Report, from the records below, every line where the word "sandy" appears.

START Dataset entries

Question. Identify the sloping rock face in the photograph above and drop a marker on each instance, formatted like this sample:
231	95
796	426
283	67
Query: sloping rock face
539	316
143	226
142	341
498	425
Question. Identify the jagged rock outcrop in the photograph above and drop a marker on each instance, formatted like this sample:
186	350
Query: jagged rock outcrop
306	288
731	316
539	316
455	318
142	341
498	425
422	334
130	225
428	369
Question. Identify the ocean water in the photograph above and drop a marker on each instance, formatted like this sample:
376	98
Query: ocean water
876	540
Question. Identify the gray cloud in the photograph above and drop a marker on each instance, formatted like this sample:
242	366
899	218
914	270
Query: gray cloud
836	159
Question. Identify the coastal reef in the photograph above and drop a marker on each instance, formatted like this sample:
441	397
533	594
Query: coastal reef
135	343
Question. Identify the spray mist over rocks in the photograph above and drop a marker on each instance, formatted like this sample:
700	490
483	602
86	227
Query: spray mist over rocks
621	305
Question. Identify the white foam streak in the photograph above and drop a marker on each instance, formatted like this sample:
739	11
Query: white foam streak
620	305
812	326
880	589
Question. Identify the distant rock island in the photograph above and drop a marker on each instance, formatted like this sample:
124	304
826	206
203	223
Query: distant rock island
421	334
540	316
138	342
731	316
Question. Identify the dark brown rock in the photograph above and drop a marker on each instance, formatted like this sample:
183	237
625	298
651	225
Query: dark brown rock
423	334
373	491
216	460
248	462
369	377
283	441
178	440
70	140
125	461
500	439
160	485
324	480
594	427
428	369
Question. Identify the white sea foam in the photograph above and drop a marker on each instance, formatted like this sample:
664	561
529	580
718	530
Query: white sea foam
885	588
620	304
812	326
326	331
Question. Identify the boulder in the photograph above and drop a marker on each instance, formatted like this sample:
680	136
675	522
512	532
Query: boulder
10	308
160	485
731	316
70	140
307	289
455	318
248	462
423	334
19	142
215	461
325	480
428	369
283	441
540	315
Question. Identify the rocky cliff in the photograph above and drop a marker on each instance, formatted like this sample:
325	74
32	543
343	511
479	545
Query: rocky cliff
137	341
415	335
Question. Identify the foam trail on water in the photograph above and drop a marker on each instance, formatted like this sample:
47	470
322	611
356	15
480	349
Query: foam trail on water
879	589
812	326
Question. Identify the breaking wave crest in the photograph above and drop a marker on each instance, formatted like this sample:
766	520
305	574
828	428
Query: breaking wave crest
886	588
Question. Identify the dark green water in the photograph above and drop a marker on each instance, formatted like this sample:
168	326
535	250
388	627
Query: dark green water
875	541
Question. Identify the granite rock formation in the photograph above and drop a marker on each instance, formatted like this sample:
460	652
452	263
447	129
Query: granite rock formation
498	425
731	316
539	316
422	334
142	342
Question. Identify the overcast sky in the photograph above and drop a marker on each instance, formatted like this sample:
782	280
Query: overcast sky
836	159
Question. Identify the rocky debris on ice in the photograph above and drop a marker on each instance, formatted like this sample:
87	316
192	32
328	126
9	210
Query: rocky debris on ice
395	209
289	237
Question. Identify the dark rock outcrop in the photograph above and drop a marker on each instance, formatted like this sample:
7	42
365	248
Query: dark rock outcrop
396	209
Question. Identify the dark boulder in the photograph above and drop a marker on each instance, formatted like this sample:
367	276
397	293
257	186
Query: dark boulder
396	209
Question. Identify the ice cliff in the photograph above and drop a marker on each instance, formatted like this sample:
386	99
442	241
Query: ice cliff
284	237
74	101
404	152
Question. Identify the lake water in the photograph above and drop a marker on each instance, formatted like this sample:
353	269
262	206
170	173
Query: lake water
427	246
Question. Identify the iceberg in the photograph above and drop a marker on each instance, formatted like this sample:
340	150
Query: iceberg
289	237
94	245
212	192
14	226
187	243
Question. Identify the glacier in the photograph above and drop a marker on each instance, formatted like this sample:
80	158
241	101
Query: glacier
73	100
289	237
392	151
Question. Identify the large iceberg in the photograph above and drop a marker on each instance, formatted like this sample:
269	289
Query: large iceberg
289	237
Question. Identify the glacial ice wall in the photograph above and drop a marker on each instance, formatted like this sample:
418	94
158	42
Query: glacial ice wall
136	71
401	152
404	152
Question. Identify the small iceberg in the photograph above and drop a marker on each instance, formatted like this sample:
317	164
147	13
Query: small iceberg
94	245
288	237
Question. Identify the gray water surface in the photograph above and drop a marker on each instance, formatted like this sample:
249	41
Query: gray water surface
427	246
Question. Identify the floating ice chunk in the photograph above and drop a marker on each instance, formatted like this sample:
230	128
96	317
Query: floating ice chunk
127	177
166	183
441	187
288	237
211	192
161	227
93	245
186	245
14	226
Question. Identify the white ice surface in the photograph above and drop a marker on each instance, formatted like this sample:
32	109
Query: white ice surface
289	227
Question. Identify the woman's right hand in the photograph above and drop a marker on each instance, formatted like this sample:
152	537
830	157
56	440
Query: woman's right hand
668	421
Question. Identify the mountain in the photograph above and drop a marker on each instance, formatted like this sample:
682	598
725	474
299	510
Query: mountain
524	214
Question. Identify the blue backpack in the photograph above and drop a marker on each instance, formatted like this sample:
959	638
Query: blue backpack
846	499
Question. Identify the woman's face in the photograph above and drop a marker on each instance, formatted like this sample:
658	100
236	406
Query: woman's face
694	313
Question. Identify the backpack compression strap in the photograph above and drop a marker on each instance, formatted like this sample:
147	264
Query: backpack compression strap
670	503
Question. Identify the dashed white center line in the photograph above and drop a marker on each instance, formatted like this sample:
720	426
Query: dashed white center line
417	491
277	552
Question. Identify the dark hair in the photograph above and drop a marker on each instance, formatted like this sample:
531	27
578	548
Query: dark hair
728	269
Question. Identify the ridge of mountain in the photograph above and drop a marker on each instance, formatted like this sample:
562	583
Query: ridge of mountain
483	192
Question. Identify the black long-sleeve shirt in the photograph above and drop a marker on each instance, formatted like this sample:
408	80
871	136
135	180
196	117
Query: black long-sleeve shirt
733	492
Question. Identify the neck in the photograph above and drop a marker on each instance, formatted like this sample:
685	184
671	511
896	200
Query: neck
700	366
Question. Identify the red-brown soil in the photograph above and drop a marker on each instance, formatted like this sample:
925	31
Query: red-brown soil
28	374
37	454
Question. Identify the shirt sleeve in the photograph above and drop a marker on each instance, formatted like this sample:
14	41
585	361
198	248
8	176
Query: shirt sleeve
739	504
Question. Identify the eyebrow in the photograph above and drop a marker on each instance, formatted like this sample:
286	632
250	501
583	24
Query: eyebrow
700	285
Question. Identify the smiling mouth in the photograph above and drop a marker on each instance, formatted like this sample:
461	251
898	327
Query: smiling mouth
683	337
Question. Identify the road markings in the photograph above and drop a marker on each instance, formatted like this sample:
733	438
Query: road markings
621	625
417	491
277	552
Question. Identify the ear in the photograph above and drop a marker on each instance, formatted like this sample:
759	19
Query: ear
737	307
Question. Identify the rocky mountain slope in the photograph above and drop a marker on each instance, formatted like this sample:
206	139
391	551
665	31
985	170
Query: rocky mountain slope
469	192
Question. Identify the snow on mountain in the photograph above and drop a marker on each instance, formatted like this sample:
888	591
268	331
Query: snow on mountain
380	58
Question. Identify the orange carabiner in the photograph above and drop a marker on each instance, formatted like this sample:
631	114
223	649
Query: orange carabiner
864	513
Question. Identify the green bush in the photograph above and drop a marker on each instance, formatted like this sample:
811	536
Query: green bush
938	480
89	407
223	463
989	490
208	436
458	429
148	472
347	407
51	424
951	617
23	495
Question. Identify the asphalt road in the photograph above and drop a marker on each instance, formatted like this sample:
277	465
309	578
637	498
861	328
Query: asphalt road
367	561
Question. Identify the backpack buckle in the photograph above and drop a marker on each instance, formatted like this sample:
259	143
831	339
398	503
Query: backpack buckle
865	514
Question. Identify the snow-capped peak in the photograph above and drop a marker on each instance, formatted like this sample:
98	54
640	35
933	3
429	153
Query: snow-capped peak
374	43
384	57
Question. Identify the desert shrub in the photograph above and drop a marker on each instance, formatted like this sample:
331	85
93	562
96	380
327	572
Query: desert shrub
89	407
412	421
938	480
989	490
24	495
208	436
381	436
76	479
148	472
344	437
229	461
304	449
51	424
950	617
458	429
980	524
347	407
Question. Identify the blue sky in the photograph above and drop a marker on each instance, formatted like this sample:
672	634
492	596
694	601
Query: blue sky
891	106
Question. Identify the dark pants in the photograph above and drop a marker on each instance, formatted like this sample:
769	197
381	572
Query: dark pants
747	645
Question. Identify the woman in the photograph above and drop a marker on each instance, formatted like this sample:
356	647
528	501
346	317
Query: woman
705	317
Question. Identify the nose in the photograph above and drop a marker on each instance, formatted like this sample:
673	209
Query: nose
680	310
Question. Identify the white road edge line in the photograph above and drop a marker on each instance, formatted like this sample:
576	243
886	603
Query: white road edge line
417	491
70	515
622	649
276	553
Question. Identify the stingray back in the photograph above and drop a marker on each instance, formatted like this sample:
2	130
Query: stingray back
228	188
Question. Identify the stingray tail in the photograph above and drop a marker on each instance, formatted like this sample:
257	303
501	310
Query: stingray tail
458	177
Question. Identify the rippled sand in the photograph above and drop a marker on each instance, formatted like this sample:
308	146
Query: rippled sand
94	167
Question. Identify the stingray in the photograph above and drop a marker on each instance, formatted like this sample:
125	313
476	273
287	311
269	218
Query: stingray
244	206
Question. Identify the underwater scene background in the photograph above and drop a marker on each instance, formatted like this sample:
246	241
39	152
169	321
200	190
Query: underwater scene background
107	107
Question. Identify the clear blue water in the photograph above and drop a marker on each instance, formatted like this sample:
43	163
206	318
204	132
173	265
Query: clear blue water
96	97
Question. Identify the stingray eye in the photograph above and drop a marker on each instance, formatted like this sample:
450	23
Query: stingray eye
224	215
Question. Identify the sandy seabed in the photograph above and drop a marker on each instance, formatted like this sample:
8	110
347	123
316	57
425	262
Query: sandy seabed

END Dataset entries

● **Exercise result**:
Question. Identify the sandy seabed in the photograph above and drop a marker on each instance, formatted like this sample:
Query: sandy seabed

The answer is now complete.